_Prompt_. Reproduce the part of the material that opens with the line containing "This trail-cam photo was taken at dusk. Identify blue bucket" and closes with the line containing "[72,141,317,262]", swapping "window frame" for "door frame" and keeping everything else the same.

━━━━━ Data entries

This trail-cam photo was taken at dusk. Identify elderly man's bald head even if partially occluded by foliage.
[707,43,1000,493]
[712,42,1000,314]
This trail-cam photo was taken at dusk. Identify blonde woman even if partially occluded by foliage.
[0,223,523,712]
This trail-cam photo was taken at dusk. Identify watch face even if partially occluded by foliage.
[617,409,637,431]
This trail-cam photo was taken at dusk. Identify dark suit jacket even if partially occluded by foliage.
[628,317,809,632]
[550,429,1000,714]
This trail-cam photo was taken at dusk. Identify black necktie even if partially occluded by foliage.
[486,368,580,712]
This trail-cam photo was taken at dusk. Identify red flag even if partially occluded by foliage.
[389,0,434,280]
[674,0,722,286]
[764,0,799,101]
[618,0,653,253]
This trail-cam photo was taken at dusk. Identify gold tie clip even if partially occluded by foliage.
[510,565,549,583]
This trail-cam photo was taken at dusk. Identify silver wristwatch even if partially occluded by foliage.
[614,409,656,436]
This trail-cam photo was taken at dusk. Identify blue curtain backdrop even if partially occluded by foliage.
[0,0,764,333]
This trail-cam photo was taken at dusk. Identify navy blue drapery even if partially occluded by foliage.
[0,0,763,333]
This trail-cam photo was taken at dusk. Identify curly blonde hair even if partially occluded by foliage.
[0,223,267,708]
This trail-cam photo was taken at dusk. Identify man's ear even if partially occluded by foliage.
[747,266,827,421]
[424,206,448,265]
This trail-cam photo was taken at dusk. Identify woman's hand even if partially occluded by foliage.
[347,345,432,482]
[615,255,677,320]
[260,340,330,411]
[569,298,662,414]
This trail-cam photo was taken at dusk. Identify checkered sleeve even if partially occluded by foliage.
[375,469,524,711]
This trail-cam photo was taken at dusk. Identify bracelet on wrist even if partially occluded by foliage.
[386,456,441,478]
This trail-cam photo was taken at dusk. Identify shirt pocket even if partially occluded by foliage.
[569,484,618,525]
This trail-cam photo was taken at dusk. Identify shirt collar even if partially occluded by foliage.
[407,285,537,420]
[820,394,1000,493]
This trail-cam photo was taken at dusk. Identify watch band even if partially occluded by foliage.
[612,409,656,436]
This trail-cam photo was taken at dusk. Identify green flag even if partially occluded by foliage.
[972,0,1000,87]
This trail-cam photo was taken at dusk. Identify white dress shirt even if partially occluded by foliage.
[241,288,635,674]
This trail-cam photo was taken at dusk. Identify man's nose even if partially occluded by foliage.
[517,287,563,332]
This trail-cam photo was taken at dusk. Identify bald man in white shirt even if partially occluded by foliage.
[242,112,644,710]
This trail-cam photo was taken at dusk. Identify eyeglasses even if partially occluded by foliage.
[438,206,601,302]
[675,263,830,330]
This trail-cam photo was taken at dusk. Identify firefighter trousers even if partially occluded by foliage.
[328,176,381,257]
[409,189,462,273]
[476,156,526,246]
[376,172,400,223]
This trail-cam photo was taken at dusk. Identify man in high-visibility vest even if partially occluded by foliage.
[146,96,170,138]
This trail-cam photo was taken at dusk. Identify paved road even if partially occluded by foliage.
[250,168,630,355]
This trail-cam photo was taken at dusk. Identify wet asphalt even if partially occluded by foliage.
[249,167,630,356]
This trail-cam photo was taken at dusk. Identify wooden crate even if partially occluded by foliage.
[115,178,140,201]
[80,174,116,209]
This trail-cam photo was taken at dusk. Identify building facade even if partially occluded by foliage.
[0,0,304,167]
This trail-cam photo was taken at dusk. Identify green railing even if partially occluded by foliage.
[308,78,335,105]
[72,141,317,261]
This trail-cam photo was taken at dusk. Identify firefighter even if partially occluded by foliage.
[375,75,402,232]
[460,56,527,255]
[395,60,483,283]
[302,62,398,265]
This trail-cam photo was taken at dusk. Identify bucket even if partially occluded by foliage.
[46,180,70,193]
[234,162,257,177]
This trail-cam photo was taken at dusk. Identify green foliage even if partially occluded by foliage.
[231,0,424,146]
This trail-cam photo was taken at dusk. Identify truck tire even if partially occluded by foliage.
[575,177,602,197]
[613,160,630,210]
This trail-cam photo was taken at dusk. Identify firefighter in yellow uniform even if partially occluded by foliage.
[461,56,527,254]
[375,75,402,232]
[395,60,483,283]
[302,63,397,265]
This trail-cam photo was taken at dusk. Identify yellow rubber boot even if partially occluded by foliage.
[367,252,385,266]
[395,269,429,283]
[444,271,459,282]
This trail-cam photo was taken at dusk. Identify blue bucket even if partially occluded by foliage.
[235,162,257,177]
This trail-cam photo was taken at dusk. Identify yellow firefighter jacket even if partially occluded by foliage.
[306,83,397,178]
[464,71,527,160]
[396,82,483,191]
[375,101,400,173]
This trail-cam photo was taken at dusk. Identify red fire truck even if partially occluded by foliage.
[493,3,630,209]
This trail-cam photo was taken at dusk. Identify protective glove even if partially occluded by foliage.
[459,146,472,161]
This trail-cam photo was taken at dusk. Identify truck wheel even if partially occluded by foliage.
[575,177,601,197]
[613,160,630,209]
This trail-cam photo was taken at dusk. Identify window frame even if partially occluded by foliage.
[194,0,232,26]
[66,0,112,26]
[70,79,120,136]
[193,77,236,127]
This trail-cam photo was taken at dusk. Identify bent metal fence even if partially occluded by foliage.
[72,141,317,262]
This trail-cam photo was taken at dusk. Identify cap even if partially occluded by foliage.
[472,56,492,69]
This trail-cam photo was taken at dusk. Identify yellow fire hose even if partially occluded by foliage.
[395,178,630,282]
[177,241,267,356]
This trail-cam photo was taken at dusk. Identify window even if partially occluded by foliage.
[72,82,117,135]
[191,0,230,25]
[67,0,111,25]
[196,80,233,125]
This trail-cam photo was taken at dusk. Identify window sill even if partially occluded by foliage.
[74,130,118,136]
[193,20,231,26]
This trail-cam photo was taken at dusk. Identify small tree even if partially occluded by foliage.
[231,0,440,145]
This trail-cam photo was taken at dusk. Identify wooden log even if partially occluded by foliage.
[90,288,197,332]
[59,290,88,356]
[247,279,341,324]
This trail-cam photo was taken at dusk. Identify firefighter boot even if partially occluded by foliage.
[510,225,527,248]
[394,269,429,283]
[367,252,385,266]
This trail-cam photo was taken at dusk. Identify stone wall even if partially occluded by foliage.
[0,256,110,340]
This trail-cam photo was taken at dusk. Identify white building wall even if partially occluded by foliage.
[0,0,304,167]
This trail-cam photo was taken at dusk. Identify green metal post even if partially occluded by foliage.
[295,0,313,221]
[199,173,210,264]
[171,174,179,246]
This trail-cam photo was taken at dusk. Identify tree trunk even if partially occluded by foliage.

━━━━━━━━━━

_Expected answer_.
This trail-cam photo was taken at dusk. Identify blue bucket even if partially occluded by foliage.
[235,162,257,177]
This trail-cam photo was taken at dusk. Identify yellow firefighter jacket even if partially occluded by foliage.
[306,83,397,178]
[464,71,527,160]
[396,82,483,191]
[375,101,400,173]
This trail-cam photo was taken at dusk. Identify red fire truck even if partially occluded by foliage.
[493,3,630,209]
This trail-cam photo was taken at dusk. Identify protective glove even if partially occluded by foliage.
[459,146,472,161]
This trail-cam photo was taken at dusk. Identify truck wheel even if partially occluded by foliage.
[575,177,601,197]
[613,160,630,209]
This trail-cam photo was taken at dusk. Identify door frame even if partially occluded by foliage.
[194,0,232,26]
[66,0,112,26]
[70,79,120,136]
[193,77,236,127]
This trail-cam photo was taken at dusk. Identify bent metal fence even if partially occluded by foliage.
[72,141,317,262]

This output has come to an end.